Turn every line of the material below into a Markdown table with the columns "No." and "Entry." Number the rows in order and omit blank lines.

-- START INPUT RECORDS --

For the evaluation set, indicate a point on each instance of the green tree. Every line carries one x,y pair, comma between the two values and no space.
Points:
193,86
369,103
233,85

-- END INPUT RECORDS --

**TASK RESULT:**
| No. | Entry |
|---|---|
| 1 | For the evaluation set, indicate a point on each instance of the green tree. Every line carries one x,y pair, comma between the two values and no space. |
| 2 | Points: |
| 3 | 193,86 |
| 4 | 369,103 |
| 5 | 233,85 |